ТРЕБУЕМОЕ ДЕЙСТВИЕ: Продолжите текст о коррупции и воспроизводстве элиты в России, начиная сразу после его последнего предложения.

ИСХОДНЫЙ ФРАГМЕНТ:
○ ○ ○

А что возможно? Политические режимы в разных капиталистических странах по-разному легализуют близкие отношения крупного капитала и высшей бюрократии, в которых есть и формальные и неформальные уровни, но исключающие постоянную борьбу за перераспределение ресурсов. А в наших самых продвинутых проектах для правительства многие из таких практик прямо определяются как коррупционные, что усиливает наше двоемыслие: «Это, во-первых, американская практика “вращающейся двери”, состоящая в переходе чиновников каждые несколько лет с госслужбы в бизнес и обратно. Во-вторых, японская и французская практика, при которой, достигнув определенного ранга на государственной службе, чиновник уходит в бизнес (“эффект шлепанцев”)».

Подобные отношения очень выгодны сторонам и поэтому в массе исключают прямое воровство из бюджета и взятки (в смысле — делают их локальными преступлениями, собственно фактами коррупции). Практики воспроизводства элиты разнообразны, но выполняют одну социальную функцию — делают смену высших постов почти не опасной ни в плане угрозы потери собственности, ни в плане потери политического влияния элитными группами. То есть «коррупция» и легитимность власти в России — это одна и так же проблема.

○ ○ ○

ИЗВЛЕЧЁННЫЕ ДАННЫЕ:
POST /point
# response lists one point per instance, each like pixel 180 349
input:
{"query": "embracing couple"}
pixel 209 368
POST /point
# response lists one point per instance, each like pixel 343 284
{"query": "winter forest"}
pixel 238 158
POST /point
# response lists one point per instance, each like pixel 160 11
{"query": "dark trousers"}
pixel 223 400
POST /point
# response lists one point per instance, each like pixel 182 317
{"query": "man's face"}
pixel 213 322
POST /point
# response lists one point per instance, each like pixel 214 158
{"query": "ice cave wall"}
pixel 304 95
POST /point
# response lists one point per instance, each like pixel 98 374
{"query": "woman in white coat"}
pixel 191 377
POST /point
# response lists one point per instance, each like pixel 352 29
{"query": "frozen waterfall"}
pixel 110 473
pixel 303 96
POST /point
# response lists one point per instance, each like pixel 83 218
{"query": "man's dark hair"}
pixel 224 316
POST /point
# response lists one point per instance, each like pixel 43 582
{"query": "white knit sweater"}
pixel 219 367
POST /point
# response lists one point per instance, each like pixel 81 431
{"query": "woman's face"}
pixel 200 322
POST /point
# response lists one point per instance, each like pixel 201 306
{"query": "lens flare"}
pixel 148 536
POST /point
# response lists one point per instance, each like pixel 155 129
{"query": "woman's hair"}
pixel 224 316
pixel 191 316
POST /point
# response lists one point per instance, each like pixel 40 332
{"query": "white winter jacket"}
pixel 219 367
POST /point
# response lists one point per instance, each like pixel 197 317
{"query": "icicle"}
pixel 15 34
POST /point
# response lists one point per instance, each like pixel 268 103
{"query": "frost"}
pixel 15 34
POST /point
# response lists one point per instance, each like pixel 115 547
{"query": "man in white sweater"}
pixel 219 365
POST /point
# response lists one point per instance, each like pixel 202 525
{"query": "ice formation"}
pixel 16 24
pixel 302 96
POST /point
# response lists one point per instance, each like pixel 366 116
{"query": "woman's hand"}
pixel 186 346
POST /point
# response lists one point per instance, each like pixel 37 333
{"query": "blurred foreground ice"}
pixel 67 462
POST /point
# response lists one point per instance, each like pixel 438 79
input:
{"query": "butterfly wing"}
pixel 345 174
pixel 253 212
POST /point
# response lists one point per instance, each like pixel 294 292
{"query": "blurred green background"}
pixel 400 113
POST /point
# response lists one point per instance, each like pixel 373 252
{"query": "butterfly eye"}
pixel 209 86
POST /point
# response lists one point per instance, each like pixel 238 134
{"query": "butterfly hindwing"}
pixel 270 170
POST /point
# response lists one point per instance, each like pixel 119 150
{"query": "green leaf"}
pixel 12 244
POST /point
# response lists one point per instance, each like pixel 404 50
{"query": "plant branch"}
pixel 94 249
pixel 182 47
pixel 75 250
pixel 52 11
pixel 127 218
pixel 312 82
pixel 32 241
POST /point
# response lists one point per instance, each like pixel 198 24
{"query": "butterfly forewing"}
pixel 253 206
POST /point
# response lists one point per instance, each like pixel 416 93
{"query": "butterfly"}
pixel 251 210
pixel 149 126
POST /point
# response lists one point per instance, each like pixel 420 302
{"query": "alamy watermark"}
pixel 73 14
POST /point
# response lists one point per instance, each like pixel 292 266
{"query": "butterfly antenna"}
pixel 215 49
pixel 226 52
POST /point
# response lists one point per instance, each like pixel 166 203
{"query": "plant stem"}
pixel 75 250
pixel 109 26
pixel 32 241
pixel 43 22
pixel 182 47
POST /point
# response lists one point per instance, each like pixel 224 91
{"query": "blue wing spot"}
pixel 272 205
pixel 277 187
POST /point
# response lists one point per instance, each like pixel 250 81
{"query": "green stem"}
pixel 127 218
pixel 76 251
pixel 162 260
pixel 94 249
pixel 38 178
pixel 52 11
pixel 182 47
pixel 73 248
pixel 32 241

○ ○ ○

РЕЗУЛЬТАТ ВЫПОЛНЕНИЯ:
Соловьев правильно указывает на то, что тренд на создание госкорпораций в России, с которыми также безуспешно пытался побороться Медведев, — один из ключевых вопросов для частичной легализации доходов, состояний и социального положения высшей элиты: «Закрытость информации о финансовой стороне деятельности госкорпораций не позволяет делать выводы о реализуемых целях: служат ли они бескорыстно инновационному развитию, или обеспечивают содержание своего менеджмента и самой высшей власти. Но если последней понадобятся памятные по 1996 году “коробки из-под ксерокса” — к олигархам-собственникам обращаться не придется».

Это способ частичной легализации пусть пока не доходов и состояний, но необходимых для удержания власти денежных потоков, легко транслируется в регионы, например, в Самаре уже создают свои «госкорпорации». Соловьев считает, что это негативный тренд на создание «корпоративистского» государства, где не крупный бизнес, как при буржуазной демократии, определяет элитные правила, а узкая номенклатура единолично, не пуская чужих. В этом смысле его прогноз состоит в том, что перераспределение ресурсов бизнеса в пользу номенклатуры останется главным процессом в стране на обозримую перспективу.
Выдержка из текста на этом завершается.